__EXERCISE DETAILS__.
Rewrite the entries from the line containing "Annotation guideline: for every instance of the girl's blonde" through the final line, both ends included. Keep every line as it stands, but shift each answer coordinate, both x and y, up by 77.

__PROVIDED DATA__.
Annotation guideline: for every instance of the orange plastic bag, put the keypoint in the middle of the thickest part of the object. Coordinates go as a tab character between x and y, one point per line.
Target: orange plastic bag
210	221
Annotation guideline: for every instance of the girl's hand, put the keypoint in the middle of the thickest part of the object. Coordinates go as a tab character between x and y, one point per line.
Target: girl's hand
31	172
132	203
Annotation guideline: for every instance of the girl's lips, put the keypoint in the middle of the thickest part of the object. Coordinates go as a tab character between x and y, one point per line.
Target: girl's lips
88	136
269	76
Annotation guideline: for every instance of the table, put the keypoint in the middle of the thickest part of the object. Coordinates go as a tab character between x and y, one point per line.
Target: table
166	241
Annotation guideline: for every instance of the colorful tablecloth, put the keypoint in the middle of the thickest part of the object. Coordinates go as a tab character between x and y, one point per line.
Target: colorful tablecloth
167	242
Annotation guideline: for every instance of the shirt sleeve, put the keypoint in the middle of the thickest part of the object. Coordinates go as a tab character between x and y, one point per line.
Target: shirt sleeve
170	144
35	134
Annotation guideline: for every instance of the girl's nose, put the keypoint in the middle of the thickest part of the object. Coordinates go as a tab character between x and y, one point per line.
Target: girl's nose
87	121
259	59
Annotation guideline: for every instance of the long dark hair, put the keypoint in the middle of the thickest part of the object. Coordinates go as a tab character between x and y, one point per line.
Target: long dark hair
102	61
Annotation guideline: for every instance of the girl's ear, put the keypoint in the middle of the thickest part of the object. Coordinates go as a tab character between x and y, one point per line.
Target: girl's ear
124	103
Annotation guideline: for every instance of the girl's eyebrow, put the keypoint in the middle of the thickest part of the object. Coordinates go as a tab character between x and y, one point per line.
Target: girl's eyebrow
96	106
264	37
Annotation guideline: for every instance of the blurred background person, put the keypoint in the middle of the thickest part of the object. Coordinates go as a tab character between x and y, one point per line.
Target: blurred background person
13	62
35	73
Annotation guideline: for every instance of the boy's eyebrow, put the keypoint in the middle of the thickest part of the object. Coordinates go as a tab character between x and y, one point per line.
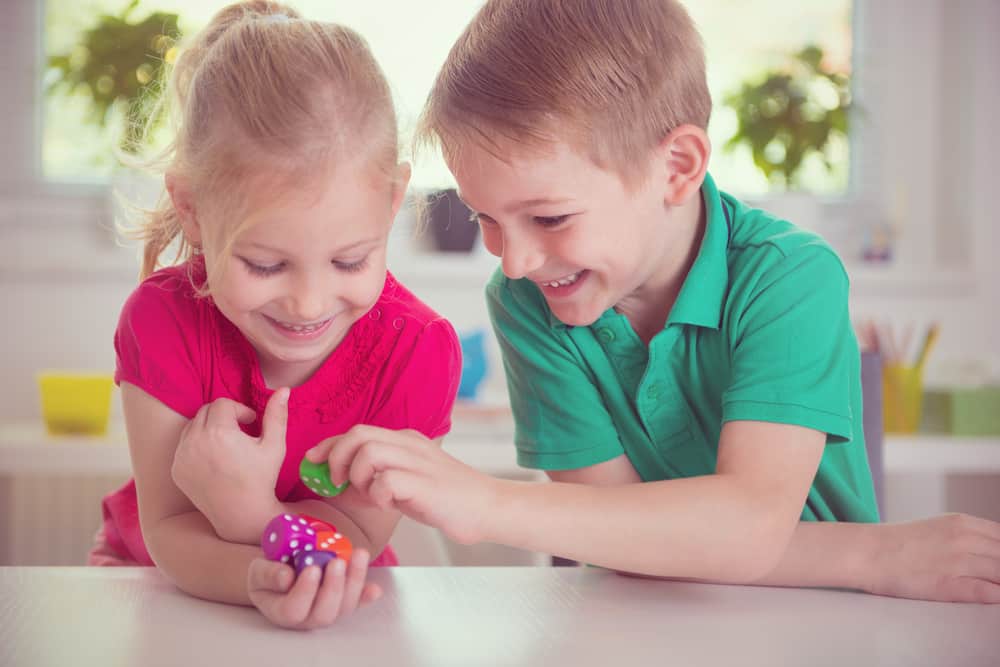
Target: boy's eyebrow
527	203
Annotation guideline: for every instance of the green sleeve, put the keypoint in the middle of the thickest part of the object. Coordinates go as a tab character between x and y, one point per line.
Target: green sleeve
793	346
560	420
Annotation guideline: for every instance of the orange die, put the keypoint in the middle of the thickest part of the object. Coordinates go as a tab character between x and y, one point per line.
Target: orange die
331	540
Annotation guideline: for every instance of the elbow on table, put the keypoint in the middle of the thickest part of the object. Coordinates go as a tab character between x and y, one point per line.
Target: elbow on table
759	551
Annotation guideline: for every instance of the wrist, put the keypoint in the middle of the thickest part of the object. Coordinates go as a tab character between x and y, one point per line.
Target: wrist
865	562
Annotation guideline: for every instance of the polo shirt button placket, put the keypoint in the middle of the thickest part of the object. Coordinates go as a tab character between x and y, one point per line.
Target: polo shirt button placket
654	391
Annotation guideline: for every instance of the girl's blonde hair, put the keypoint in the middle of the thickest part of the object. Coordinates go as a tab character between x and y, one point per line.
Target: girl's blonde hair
263	101
611	77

__THE RESPONSE__.
Annotation guideline: for every instance of the girl's blonde hair, put the keypoint in the middle of the thickest part of the object. Coordinates go as a tab character between x and y, one point per line.
Target: girl's blonde hair
340	178
688	154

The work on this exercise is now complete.